*DIRECTION:*
Exactly as written, quote every line that follows, skipping the images.

Entries from a point annotation set
========================================================================

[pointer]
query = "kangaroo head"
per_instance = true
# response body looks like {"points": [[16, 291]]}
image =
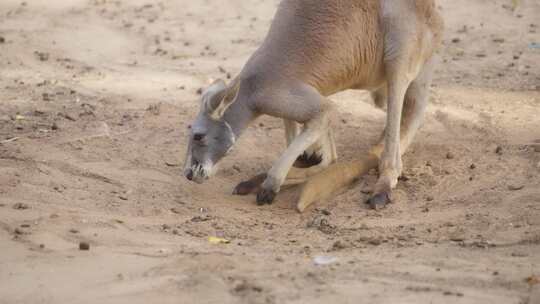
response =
{"points": [[210, 136]]}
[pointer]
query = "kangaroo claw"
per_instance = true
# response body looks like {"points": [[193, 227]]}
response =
{"points": [[305, 160], [379, 201]]}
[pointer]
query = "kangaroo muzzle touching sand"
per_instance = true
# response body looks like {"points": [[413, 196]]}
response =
{"points": [[316, 48]]}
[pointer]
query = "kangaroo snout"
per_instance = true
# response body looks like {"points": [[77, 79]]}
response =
{"points": [[198, 172]]}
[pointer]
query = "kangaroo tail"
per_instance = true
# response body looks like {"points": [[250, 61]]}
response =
{"points": [[333, 179]]}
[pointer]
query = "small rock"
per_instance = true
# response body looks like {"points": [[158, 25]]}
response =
{"points": [[176, 210], [325, 212], [338, 245], [84, 246], [20, 206], [19, 231], [42, 56], [515, 187], [375, 242]]}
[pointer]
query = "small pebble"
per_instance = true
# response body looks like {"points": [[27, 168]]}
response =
{"points": [[20, 206], [84, 246], [515, 187]]}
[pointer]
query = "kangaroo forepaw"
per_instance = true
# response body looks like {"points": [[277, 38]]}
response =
{"points": [[265, 196], [308, 160], [379, 200]]}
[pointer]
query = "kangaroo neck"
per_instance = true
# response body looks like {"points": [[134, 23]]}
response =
{"points": [[239, 115]]}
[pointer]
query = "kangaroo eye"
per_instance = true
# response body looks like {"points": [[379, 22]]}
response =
{"points": [[198, 136]]}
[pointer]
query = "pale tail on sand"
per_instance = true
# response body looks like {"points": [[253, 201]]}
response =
{"points": [[333, 179]]}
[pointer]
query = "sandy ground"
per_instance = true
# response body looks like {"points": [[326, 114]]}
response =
{"points": [[95, 98]]}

========================================================================

*SOLUTION BELOW:*
[pointer]
query = "kangaroo head"
per_instance = true
# response body looks like {"points": [[16, 291]]}
image =
response =
{"points": [[210, 136]]}
[pointer]
query = "kangaroo claw"
per_instance = true
# response body looks like {"points": [[193, 227]]}
response =
{"points": [[305, 160], [379, 201]]}
[pointer]
query = "kangaroo muzzle touching sand"
per_instance = true
# response body looks like {"points": [[413, 196]]}
response =
{"points": [[316, 48]]}
[pointer]
query = "kangaroo snout"
per_instance = true
# response body looks like {"points": [[77, 79]]}
response =
{"points": [[198, 172]]}
[pointer]
query = "kangaroo tail"
per_instance = true
# response body looks like {"points": [[250, 61]]}
response =
{"points": [[333, 179]]}
[pointer]
query = "small rock"
per_instance = true
# response body looks like {"points": [[158, 25]]}
response =
{"points": [[176, 210], [325, 212], [338, 245], [84, 246], [20, 206], [19, 231], [42, 56], [515, 187], [375, 242]]}
[pointer]
query = "small pebble"
per_instance = true
# response body looks like {"points": [[27, 168]]}
response =
{"points": [[20, 206], [84, 246], [515, 187]]}
[pointer]
query = "kangaroo forepaw"
per_instance = true
# response body looks like {"points": [[277, 38]]}
response =
{"points": [[265, 196], [308, 160], [379, 200]]}
[pointer]
query = "kangaroo neck"
per_instance = true
# response body looks like {"points": [[134, 23]]}
response =
{"points": [[239, 115]]}
[pointer]
query = "kangaroo eye"
per_instance = true
# response body looks like {"points": [[379, 22]]}
response =
{"points": [[198, 136]]}
[pointer]
query = "pale tail on sand"
per_instance = true
# response body looks like {"points": [[253, 201]]}
response =
{"points": [[333, 179]]}
[pointer]
query = "sandy ground"
per_instance = true
# response body looks like {"points": [[326, 114]]}
response =
{"points": [[95, 98]]}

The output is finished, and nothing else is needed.